Short task:
Count the lines in the rows below that contain the string "folder". Give only the number.

(Dataset entries)
## start
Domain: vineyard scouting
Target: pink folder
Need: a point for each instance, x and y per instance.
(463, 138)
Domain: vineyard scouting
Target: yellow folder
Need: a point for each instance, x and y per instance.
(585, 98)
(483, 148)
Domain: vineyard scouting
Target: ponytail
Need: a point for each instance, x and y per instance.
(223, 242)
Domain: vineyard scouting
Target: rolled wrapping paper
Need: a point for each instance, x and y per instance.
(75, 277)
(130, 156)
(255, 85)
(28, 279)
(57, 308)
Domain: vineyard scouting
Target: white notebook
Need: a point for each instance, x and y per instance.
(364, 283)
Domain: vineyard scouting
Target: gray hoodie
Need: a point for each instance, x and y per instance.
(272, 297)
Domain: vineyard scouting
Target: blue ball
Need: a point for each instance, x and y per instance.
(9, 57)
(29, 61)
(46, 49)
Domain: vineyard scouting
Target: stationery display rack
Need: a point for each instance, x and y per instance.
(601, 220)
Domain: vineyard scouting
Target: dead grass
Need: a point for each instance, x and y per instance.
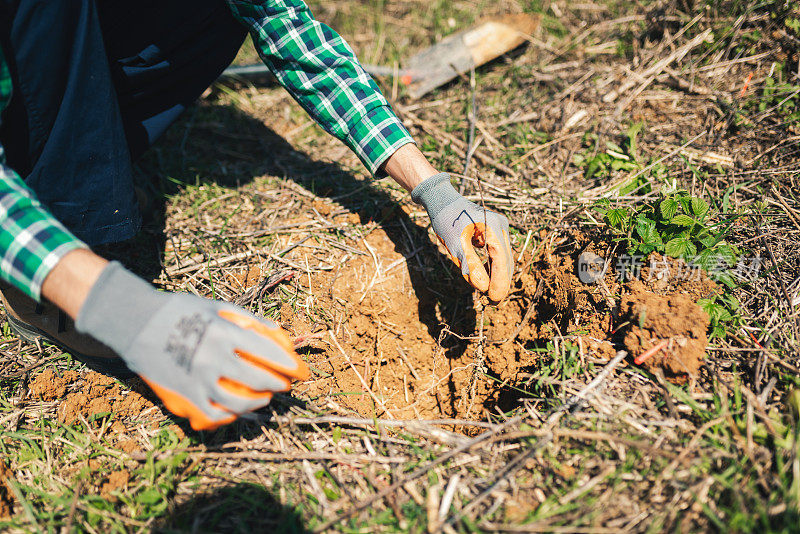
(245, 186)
## end
## start
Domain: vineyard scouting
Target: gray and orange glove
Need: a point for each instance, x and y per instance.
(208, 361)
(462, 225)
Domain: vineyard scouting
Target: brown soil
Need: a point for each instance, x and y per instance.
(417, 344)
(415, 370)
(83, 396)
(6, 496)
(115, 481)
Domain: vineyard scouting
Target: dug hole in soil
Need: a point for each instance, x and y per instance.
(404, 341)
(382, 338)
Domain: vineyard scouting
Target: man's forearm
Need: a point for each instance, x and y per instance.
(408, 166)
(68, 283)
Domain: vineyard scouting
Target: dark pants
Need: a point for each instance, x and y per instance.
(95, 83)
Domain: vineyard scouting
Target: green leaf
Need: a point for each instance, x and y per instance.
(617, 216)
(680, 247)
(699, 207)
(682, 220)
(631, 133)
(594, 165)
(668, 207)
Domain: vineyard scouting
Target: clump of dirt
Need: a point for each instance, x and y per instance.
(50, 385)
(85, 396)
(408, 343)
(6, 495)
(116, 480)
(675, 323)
## end
Answer to this problem:
2